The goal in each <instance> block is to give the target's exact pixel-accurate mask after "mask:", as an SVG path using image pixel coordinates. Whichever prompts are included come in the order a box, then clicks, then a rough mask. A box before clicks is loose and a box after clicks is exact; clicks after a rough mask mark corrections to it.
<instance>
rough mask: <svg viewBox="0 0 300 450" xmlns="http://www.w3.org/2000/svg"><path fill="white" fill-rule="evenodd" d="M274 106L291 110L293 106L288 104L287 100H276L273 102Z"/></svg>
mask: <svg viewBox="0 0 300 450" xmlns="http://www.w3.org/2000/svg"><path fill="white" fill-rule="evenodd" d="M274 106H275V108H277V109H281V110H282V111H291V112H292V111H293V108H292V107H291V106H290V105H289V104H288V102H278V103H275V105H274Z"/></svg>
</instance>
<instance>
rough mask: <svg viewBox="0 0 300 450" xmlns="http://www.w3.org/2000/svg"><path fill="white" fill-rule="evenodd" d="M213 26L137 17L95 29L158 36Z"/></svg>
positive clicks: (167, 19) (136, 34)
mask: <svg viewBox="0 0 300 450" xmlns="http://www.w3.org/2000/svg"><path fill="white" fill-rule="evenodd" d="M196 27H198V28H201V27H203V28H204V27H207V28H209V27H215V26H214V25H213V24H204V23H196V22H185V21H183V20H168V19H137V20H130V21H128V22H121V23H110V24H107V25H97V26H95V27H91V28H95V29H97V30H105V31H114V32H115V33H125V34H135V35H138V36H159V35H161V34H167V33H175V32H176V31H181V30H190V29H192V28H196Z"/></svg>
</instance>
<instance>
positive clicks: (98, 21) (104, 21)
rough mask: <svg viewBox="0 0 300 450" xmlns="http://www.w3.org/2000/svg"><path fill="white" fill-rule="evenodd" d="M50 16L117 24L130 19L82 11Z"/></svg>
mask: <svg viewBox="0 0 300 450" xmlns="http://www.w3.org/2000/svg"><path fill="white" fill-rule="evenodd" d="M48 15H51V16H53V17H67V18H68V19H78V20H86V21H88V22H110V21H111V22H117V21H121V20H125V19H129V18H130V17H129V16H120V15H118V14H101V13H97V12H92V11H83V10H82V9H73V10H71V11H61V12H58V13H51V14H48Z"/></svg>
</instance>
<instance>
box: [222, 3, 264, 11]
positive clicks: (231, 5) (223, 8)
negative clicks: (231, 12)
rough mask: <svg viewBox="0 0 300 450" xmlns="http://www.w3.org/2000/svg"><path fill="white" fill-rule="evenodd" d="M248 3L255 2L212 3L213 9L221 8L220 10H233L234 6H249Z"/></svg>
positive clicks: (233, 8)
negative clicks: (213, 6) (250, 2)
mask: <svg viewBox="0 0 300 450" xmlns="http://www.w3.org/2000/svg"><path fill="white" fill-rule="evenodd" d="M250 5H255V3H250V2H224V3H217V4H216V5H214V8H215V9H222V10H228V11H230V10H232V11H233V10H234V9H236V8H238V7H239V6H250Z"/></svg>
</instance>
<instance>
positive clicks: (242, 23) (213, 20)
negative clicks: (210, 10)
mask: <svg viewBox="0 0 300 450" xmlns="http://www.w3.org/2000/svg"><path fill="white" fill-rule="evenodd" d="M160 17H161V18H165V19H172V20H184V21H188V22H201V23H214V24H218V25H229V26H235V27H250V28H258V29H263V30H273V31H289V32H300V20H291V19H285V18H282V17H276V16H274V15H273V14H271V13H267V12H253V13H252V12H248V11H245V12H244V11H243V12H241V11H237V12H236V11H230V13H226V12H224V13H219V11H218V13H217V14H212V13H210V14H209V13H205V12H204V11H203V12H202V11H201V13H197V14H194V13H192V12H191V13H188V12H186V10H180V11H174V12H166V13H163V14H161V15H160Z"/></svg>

### Instructions to follow
Transcription of the entire listing, word for word, is required.

### Completed task
The goal in each <instance> block is to give the target's exact pixel-accurate mask after "mask:", as an SVG path using image pixel coordinates. Whichever prompts are included come in the order a box, then clicks, then a rough mask. A box before clicks is loose and a box after clicks is exact; clicks after a rough mask mark corrections to it.
<instance>
rough mask: <svg viewBox="0 0 300 450" xmlns="http://www.w3.org/2000/svg"><path fill="white" fill-rule="evenodd" d="M274 106L291 110L293 106L288 104L287 100H276L273 102Z"/></svg>
mask: <svg viewBox="0 0 300 450" xmlns="http://www.w3.org/2000/svg"><path fill="white" fill-rule="evenodd" d="M274 106H275V108H277V109H281V110H282V111H291V112H292V111H293V108H292V107H291V106H290V105H289V104H288V102H278V103H275V105H274Z"/></svg>
</instance>
<instance>
rough mask: <svg viewBox="0 0 300 450" xmlns="http://www.w3.org/2000/svg"><path fill="white" fill-rule="evenodd" d="M213 26L137 17L95 29L158 36Z"/></svg>
positive clicks: (167, 19) (136, 34)
mask: <svg viewBox="0 0 300 450" xmlns="http://www.w3.org/2000/svg"><path fill="white" fill-rule="evenodd" d="M196 27H198V28H201V27H203V28H204V27H207V28H209V27H215V26H214V25H213V24H204V23H196V22H185V21H183V20H168V19H137V20H130V21H128V22H121V23H110V24H107V25H97V26H95V27H91V28H95V29H97V30H105V31H114V32H115V33H125V34H135V35H138V36H159V35H161V34H167V33H175V32H176V31H181V30H190V29H192V28H196Z"/></svg>
</instance>
<instance>
positive clicks: (98, 21) (104, 21)
rough mask: <svg viewBox="0 0 300 450" xmlns="http://www.w3.org/2000/svg"><path fill="white" fill-rule="evenodd" d="M50 16L117 24L130 19L82 11Z"/></svg>
mask: <svg viewBox="0 0 300 450" xmlns="http://www.w3.org/2000/svg"><path fill="white" fill-rule="evenodd" d="M48 15H51V16H53V17H67V18H68V19H78V20H86V21H88V22H110V21H111V22H117V21H121V20H125V19H129V18H130V17H129V16H120V15H118V14H101V13H97V12H92V11H83V10H82V9H73V10H71V11H61V12H58V13H51V14H48Z"/></svg>
</instance>
<instance>
box: [222, 3, 264, 11]
positive clicks: (231, 5) (223, 8)
negative clicks: (231, 12)
rough mask: <svg viewBox="0 0 300 450" xmlns="http://www.w3.org/2000/svg"><path fill="white" fill-rule="evenodd" d="M248 3L255 2L212 3L213 9L221 8L220 10H233L234 6H249Z"/></svg>
positive clicks: (233, 8)
negative clicks: (213, 6) (250, 2)
mask: <svg viewBox="0 0 300 450" xmlns="http://www.w3.org/2000/svg"><path fill="white" fill-rule="evenodd" d="M250 5H255V3H250V2H224V3H217V4H216V5H214V8H215V9H222V10H228V11H230V10H232V11H233V10H234V9H236V8H238V7H239V6H250Z"/></svg>
</instance>
<instance>
positive clicks: (242, 23) (213, 20)
negative clicks: (210, 10)
mask: <svg viewBox="0 0 300 450" xmlns="http://www.w3.org/2000/svg"><path fill="white" fill-rule="evenodd" d="M160 17H161V18H165V19H172V20H184V21H188V22H201V23H214V24H218V25H229V26H235V27H250V28H258V29H263V30H273V31H289V32H300V20H291V19H285V18H282V17H276V16H274V15H273V14H271V13H267V12H253V13H252V12H248V11H245V12H244V11H243V12H241V11H237V12H236V11H230V13H226V12H224V13H219V11H218V13H217V14H212V13H210V14H209V13H205V12H204V11H203V12H202V11H201V13H197V14H194V13H192V12H191V13H188V12H186V10H180V11H174V12H166V13H163V14H161V15H160Z"/></svg>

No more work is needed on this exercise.